→ LESETEXT

☆ ☆ ☆

Ickler: Zunächst stehen natürlich die Risiken für einheimische Unternehmen im Raum. Die deutsche Wirtschaft ist stark globalisiert: Exporte, gerade im Automobil- und im High-Tech-Sektor, kennzeichnen das deutsche Wachstumsmodell und sind für einen Großteil der Wertschöpfung verantwortlich. Gleichzeitig ist die deutsche Industrie auf den Bezug von Vorprodukten und natürlichen Ressourcen angewiesen. 

Eine Störung von Lieferketten oder wirtschaftlicher Protektionismus, wie wir es im Zuge von Trumps Zollpolitik oder nach der Invasion in der Ukraine erlebt haben, bedeutet enorme Unsicherheiten für diese Unternehmen. Sie müssen schnell reagieren, Risiken abschätzen und neue Strategien entwickeln. Die durch die dynamische geoökonomische Entwicklung entstehende Unsicherheit beeinflusst darüber hinaus die Zukunftsplanung in Unternehmen, deren Markterwartungen und Investitionen. In Zeiten gefährdeter Lieferketten und der Frage nach der Versorgungssicherheit mit kritischen Rohstoffen übersetzen sich also geopolitische und wirtschaftliche Umwälzungen auf globaler Ebene in konkreten Anpassungsdruck vor Ort. Hier kann Politik flankierend eingreifen und versuchen, positive Anreize zu setzen und Verlässlichkeit zu fördern.

☆ ☆ ☆

→ ARBEITSAUFTRÄGE
[A] Ersetzen Sie im Lesetext in dem Abschnitt, der mit den Worten „Ickler: Zunächst stehen“ beginnt und mit „natürlichen Ressourcen angewiesen.“ endet, „Exporte“ durch „Ausfuhren“, und schreiben Sie den Abschnitt neu auf.
[B] Führen Sie den Lesetext über die Risiken für deutsche Unternehmen im Anschluss an seinen letzten Satz weiter.
Die Datensätze sind eigenständiges Material und gehören nicht zum Lesetext.

[Gespeicherte Einträge]
☆ ☆ ☆

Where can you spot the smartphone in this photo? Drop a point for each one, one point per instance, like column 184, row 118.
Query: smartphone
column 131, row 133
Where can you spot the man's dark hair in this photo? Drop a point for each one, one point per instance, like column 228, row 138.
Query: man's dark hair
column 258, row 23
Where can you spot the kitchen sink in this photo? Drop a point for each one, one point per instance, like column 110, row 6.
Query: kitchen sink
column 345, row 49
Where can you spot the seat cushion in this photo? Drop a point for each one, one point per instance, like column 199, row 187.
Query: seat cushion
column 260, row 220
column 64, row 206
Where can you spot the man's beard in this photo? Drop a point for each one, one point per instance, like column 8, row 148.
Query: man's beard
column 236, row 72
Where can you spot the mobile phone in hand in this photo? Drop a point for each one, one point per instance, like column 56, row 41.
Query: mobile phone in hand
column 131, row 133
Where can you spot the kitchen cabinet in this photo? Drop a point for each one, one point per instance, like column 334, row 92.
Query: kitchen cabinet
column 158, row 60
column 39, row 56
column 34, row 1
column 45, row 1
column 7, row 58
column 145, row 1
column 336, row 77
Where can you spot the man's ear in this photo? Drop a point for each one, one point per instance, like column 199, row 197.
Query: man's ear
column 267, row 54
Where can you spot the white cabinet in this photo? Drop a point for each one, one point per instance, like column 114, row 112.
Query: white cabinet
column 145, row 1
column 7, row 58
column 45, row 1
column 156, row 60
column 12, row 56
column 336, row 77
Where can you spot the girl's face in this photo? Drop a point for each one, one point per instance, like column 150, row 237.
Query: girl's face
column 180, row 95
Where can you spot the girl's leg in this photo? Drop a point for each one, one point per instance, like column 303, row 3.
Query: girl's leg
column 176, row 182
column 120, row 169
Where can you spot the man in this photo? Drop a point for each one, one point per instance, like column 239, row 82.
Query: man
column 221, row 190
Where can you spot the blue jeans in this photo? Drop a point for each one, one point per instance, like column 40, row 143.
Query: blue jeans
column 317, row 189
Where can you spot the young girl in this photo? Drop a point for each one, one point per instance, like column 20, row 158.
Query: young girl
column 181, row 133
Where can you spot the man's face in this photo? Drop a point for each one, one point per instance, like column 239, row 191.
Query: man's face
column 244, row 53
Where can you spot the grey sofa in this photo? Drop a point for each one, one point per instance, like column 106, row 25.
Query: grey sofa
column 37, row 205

☆ ☆ ☆

→ LÖSUNGEN
[A]
Ickler: Zunächst stehen natürlich die Risiken für einheimische Unternehmen im Raum. Die deutsche Wirtschaft ist stark globalisiert: Ausfuhren, gerade im Automobil- und im High-Tech-Sektor, kennzeichnen das deutsche Wachstumsmodell und sind für einen Großteil der Wertschöpfung verantwortlich. Gleichzeitig ist die deutsche Industrie auf den Bezug von Vorprodukten und natürlichen Ressourcen angewiesen.

[B]
Böhm: Zum einen ist wichtig, zu betonen, dass die ökonomische und politische Abschottung kein eindeutiger Befund ist. Ich habe ja schon Milan Babic erwähnt, der argumentiert, dass die Veränderung der Lieferketten und ihre Regionalisierung sogar eine intensivere Verflechtung nach sich ziehen könnten. Aber ich denke, dass schon klar ist, dass sich auch Thüringer Unternehmen umstellen müssen. Sie müssen sich von einem sehr lang geltenden Paradigma lösen: jenem, dass die Maxime mehr Globalisierung lautet und die vorrangige Aufgabe von Staaten (und Organisationen wie der EU) die Bereitstellung eines allgemeinen Rahmens für diese Globalisierungsprozesse sei. Vielmehr gilt es nun, komplizierte und sich in Veränderung befindende Situationen einzuschätzen und das eigene unternehmerische Handeln entsprechend anzupassen. Die Risiken dafür liegen natürlich auf der Hand: Es ist sicherlich nicht ausgeschlossen, dass Situationen falsch bewertet werden. Gerade für kleine und mittelständische Unternehmen ist es aber schwer, diese Entscheidungen gut zu treffen: Strategische Analyseabteilungen sind teuer, und es sind eben vor allem die großen Unternehmen, die sich Risikoanalyseabteilungen leisten können. Auf der anderen Seite stellen Thüringer Unternehmen aber sehr gute Produkte her, sind gut vernetzt und auch krisenerprobt. Das ist durchaus auch als Chance zu begreifen.

Welche Schwerpunkte setzen die beiden neuen Initiativen – Forschungsstelle und Promotionskolleg – nun in ihrer Forschung?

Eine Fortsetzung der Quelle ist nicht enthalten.